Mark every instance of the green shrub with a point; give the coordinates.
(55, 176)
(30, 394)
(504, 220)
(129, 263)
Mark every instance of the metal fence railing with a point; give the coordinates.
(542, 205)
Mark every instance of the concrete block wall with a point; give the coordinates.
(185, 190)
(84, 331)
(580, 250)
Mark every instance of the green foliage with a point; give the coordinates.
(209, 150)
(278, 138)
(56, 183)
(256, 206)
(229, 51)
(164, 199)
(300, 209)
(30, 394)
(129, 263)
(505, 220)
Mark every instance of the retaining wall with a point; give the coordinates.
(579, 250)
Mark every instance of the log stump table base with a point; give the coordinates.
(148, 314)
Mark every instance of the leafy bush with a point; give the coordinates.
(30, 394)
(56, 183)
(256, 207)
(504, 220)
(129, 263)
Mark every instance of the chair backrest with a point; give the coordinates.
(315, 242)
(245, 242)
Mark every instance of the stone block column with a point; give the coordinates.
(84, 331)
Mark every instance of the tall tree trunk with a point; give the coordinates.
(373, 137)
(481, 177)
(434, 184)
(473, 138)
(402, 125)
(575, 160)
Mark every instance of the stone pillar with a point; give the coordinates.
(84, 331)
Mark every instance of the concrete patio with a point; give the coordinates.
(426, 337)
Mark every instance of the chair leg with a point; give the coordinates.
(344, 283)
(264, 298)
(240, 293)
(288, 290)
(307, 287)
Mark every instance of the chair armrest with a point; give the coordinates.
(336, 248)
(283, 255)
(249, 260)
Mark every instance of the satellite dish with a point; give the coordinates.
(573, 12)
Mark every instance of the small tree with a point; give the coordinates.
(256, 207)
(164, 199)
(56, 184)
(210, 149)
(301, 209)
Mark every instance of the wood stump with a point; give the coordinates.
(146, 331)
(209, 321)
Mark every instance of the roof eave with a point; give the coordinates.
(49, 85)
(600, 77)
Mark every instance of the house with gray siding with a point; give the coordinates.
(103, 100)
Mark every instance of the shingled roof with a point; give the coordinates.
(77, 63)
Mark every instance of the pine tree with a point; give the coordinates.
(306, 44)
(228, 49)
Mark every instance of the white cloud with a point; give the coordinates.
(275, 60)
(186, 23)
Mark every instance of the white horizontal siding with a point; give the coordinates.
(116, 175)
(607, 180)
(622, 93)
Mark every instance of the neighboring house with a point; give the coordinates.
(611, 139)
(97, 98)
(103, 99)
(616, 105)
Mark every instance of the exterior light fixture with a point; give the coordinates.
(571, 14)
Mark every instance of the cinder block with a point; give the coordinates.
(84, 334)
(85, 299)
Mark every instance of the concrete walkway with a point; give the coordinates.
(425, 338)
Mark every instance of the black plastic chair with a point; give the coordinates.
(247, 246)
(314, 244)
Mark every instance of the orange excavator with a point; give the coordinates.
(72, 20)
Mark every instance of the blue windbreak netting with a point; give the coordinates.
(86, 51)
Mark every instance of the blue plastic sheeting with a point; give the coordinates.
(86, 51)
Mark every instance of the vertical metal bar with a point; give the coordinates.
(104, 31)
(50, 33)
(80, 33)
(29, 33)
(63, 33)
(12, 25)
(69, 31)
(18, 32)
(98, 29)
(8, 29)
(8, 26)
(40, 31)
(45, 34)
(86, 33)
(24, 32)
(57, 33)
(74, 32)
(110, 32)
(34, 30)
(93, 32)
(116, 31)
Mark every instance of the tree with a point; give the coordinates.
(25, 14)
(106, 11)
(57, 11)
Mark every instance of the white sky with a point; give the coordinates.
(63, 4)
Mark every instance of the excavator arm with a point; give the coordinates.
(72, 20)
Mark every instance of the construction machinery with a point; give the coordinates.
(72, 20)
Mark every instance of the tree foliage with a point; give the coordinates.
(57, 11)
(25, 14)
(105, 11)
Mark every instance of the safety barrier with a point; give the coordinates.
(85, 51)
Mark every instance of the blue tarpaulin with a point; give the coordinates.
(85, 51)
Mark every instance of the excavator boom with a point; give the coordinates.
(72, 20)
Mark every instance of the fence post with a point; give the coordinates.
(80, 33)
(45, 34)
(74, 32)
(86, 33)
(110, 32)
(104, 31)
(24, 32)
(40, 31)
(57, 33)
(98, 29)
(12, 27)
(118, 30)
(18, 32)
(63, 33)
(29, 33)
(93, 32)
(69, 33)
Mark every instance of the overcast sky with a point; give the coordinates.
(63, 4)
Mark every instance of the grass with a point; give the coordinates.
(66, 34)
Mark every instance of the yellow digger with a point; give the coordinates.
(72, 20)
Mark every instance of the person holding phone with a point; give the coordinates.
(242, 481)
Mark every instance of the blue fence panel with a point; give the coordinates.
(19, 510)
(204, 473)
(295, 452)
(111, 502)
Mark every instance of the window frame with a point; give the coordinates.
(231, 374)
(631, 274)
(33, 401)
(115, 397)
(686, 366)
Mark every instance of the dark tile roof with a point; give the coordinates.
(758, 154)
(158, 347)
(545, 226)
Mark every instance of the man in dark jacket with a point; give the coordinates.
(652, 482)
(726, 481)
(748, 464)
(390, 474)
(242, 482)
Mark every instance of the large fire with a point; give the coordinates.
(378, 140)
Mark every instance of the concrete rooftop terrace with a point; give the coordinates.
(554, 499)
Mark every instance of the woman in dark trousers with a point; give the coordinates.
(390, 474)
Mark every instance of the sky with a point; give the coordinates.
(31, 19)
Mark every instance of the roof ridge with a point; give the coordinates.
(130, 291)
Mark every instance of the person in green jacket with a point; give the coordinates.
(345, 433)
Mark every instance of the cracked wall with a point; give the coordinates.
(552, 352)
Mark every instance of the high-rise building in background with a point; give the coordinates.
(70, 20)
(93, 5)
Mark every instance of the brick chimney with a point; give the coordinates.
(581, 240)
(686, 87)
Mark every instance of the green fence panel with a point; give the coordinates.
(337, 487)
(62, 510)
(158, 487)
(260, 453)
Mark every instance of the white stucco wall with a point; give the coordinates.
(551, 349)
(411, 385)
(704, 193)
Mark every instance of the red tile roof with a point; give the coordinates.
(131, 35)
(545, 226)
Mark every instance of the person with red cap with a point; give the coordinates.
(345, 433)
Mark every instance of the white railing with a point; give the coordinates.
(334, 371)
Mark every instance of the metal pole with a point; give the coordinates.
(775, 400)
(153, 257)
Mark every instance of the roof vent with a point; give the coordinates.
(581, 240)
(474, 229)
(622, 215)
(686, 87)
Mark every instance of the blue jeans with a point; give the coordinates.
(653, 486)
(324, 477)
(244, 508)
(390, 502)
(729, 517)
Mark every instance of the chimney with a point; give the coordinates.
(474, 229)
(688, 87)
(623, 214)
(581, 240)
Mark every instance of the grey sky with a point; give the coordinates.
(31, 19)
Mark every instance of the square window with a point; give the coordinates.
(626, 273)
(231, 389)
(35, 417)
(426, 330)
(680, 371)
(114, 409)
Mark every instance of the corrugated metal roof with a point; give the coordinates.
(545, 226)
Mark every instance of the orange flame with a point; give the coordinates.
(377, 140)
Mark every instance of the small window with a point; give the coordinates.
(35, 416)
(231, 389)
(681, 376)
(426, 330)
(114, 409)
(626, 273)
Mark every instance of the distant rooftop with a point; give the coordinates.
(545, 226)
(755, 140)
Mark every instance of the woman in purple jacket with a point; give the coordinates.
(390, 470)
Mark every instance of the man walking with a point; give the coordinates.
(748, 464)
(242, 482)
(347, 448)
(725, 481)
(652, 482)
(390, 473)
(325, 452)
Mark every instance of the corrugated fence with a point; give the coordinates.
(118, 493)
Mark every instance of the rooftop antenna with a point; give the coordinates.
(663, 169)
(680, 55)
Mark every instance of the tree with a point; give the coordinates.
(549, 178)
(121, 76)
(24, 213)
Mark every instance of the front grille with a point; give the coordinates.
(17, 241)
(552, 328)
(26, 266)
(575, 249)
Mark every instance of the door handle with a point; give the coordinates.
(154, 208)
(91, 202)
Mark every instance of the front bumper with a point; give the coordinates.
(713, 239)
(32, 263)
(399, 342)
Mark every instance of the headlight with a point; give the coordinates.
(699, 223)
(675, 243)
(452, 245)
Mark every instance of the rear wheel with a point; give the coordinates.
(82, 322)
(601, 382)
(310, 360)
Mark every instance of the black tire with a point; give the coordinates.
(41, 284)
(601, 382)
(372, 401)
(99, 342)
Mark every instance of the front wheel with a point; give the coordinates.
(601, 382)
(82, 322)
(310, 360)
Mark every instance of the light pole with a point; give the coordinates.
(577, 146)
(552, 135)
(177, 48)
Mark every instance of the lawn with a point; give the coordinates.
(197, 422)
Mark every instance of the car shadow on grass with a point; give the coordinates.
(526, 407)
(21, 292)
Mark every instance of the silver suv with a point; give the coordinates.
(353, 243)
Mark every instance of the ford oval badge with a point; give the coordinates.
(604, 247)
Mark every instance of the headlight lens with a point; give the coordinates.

□ □ □

**Problem statement**
Please output the rows from the one containing "Mark every instance of the black tire" through the last row, inclusive, as a Markdown table with two columns, "Number" and "Text". Number the rows in order and skip any blank ones.

**Complete response**
| Number | Text |
|---|---|
| 1 | Mark every instance of the black tire with a point; give the coordinates. |
| 2 | (41, 284) |
| 3 | (601, 382) |
| 4 | (372, 401) |
| 5 | (99, 342) |
| 6 | Mark every instance of the front wheel with a point; give the coordinates. |
| 7 | (601, 382) |
| 8 | (82, 322) |
| 9 | (310, 360) |
| 10 | Mark every instance of the light pole with a point; give the coordinates. |
| 11 | (577, 146) |
| 12 | (552, 135) |
| 13 | (177, 48) |
| 14 | Mark every instance of the lawn with a point; give the coordinates. |
| 15 | (197, 422) |
| 16 | Mark every instance of the car shadow on grass with a point; give the coordinates. |
| 17 | (526, 407) |
| 18 | (21, 292) |
| 19 | Mark every instance of the silver suv with a point; give the coordinates. |
| 20 | (353, 243) |
| 21 | Mark every instance of the ford oval badge with a point; give the coordinates. |
| 22 | (604, 247) |
| 23 | Mark every instance of the headlight lens with a point; give the coordinates. |